[Exercise description] Render the records below, from the line with "Where can the house be" up to and including the line with "Where can the house wall", as a JSON list of strings with one string per line and blank lines omitted.

[Records to use]
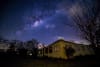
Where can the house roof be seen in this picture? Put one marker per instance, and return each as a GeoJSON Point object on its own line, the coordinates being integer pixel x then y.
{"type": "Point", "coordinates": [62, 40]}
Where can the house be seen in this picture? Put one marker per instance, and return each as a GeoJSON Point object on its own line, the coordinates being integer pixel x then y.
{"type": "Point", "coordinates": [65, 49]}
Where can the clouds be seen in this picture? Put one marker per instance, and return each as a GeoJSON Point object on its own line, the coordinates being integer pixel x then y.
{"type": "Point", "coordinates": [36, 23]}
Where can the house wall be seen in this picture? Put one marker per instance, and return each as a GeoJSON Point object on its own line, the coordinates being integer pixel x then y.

...

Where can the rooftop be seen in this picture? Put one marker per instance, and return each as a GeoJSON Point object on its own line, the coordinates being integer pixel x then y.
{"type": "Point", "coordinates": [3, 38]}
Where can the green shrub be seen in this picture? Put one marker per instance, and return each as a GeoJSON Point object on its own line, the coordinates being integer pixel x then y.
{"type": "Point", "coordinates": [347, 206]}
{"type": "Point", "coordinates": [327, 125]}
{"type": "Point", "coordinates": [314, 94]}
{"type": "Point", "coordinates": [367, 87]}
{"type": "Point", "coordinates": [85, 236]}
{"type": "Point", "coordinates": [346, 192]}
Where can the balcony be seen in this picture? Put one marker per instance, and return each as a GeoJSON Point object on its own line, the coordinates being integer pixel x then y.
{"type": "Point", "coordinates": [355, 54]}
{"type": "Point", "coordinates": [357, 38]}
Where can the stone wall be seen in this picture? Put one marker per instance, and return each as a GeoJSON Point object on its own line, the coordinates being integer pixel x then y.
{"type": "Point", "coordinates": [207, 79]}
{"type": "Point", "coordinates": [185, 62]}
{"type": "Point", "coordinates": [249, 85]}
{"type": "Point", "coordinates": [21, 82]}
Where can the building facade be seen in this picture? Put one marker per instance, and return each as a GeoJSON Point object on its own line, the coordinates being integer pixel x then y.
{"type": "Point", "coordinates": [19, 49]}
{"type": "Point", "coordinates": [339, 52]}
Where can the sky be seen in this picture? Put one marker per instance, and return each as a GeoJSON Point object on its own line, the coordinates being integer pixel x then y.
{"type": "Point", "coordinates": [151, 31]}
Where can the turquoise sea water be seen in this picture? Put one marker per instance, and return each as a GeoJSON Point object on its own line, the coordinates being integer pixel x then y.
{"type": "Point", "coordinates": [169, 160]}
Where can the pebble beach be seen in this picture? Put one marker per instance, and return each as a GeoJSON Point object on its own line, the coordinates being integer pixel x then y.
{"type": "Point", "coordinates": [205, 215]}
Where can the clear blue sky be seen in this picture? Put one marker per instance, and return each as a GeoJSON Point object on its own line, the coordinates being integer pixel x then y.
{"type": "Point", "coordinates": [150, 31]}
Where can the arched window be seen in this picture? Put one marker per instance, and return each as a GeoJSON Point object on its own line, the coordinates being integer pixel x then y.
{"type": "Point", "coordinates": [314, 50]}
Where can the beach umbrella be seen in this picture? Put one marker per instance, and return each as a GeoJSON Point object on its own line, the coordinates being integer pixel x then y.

--

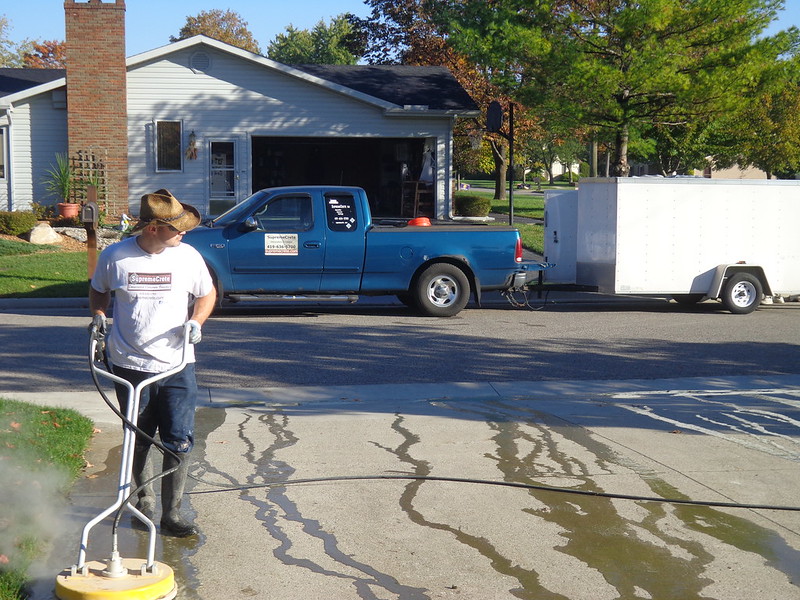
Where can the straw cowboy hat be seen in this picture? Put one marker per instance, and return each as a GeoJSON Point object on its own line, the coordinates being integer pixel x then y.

[Worked solution]
[
  "Where can the house be seen in this picture? Put one marker per instance, and return each as a GeoJSON Point object on its own line, the coordinates being integer pixel x then y.",
  "{\"type\": \"Point\", \"coordinates\": [65, 49]}",
  "Where can the clouds be seen in this picture? Put one marker per instance, and return each as a GeoJSON Point object on its own line, the coordinates being integer pixel x then y.",
  "{\"type\": \"Point\", \"coordinates\": [36, 23]}",
  "Where can the house wall be seen in this picture? Put one marker per instance, and return each as a GeoJSON Point object on its own line, the coordinates being integer pixel x then y."
]